» Information provided
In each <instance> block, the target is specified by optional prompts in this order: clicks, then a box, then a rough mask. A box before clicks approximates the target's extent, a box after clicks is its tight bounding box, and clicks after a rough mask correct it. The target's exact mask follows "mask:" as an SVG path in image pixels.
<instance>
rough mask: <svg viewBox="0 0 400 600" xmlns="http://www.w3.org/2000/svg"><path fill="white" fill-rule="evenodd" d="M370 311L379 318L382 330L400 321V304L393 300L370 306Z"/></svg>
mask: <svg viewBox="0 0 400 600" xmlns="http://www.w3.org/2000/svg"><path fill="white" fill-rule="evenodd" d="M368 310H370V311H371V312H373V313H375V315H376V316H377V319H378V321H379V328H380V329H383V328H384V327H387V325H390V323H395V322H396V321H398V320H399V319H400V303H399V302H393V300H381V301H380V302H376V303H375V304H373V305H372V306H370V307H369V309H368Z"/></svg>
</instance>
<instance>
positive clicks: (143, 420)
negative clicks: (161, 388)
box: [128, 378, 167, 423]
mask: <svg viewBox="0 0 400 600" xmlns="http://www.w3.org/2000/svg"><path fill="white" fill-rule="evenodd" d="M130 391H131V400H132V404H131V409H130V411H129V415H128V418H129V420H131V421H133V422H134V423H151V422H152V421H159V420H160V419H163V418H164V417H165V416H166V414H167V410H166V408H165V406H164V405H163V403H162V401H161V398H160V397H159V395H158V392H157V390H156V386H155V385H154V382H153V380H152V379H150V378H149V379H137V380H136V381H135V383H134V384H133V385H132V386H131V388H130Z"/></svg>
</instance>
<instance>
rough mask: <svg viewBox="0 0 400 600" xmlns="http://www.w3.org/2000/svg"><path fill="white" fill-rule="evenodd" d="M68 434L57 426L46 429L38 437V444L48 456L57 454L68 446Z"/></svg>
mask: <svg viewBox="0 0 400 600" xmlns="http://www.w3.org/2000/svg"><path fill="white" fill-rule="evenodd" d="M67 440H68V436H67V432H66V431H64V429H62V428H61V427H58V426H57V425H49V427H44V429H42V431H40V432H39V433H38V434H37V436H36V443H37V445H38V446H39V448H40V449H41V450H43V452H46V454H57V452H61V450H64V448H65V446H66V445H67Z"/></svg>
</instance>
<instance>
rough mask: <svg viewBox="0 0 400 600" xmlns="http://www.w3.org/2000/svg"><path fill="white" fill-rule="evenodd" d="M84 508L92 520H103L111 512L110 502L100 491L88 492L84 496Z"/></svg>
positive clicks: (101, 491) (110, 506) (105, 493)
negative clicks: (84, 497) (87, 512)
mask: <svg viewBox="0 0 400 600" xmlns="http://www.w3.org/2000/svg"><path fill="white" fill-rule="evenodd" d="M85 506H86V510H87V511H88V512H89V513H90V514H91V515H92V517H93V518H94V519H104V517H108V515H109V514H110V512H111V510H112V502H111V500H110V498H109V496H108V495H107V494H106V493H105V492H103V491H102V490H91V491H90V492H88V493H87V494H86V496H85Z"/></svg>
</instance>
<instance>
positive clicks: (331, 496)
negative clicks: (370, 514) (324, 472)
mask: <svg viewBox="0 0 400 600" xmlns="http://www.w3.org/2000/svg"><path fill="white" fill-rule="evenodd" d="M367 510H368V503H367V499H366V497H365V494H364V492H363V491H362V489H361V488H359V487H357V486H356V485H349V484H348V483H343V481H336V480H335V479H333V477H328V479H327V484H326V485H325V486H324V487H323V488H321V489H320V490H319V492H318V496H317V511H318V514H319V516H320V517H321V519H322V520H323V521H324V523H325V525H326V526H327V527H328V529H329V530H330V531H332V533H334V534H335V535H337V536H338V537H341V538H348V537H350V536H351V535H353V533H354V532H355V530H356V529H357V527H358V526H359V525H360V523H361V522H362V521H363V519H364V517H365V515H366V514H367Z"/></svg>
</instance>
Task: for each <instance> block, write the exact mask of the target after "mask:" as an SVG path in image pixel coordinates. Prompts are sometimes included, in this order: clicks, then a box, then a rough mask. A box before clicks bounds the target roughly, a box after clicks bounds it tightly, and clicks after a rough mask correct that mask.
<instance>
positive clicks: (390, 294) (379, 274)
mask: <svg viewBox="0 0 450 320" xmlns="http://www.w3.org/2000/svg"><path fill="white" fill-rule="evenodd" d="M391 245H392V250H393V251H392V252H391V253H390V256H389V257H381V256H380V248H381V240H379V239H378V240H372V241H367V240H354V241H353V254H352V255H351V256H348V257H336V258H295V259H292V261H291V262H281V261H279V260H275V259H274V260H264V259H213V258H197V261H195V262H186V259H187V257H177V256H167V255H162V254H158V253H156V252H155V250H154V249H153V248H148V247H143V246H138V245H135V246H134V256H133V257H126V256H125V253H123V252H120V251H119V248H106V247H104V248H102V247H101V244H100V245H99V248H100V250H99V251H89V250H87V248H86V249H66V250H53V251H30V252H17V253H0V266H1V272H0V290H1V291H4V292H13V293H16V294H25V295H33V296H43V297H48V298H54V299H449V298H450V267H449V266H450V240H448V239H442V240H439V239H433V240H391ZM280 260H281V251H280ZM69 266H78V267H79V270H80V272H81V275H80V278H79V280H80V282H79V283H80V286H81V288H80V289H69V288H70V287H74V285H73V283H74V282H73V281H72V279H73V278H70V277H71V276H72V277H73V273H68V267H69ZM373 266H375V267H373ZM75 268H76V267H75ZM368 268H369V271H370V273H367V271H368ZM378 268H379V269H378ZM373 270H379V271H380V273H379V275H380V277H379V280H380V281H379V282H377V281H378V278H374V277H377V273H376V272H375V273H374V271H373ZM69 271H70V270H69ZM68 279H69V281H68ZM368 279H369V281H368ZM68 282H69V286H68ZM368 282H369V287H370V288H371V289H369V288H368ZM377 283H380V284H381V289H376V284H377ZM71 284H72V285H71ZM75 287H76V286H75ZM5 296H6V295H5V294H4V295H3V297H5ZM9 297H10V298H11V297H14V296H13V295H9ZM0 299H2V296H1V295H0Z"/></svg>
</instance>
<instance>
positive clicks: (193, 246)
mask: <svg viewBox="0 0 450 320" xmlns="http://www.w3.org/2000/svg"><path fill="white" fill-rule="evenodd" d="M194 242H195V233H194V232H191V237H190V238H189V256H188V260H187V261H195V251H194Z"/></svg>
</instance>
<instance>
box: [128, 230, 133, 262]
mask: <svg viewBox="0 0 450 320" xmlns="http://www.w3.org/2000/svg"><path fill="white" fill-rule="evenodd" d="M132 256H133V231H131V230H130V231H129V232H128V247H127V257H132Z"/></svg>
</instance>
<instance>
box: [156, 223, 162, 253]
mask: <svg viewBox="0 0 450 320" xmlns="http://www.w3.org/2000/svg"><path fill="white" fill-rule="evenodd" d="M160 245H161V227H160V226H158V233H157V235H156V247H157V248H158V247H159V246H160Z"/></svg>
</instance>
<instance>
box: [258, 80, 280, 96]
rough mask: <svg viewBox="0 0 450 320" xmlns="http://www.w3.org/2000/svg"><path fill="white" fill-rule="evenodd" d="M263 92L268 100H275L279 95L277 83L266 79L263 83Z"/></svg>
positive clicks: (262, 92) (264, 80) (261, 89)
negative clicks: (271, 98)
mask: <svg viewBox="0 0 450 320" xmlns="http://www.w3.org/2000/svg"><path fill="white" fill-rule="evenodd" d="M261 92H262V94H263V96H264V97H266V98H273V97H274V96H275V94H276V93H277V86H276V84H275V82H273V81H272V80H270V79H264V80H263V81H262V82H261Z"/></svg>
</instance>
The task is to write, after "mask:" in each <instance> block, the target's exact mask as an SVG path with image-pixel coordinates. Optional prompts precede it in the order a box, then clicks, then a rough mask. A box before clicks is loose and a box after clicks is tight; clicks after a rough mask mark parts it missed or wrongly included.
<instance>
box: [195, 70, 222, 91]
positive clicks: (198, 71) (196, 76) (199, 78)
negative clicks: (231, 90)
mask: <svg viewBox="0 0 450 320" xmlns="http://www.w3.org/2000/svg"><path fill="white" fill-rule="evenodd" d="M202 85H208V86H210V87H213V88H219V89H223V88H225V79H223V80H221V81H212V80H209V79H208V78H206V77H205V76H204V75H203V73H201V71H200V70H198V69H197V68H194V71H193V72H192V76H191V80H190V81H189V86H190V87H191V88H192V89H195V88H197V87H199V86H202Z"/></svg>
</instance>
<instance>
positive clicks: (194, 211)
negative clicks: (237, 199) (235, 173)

» Task item
All lines above in which the word "each" occurs should be identified and copied.

» Finished task
In each <instance> block, the target is specified by optional prompts in this order: clicks, then a box, then a rough mask. A box before clicks approximates the target's extent, a box after clicks is its tight bounding box, and clicks after a rough mask correct it. The target's exact mask follows "mask:" as an SVG path in image pixels.
Task: for each <instance> block, write the exact mask of the target after "mask:" as an SVG path in image pixel coordinates. Prompts are sometimes included, in this order: clicks, then a box, then a rough mask. A box before clicks bounds the target roughly, a box after clicks bounds it tightly, and clicks after a rough mask correct that mask.
The task is to write, after "mask:" in each <instance> block, the target's exact mask as an SVG path with image-pixel coordinates. Optional prompts precede it in the order a box, then clicks, then a rough mask. A box before clicks is loose and a box after clicks is tight; clicks after a rough mask mark parts it missed or wrongly included.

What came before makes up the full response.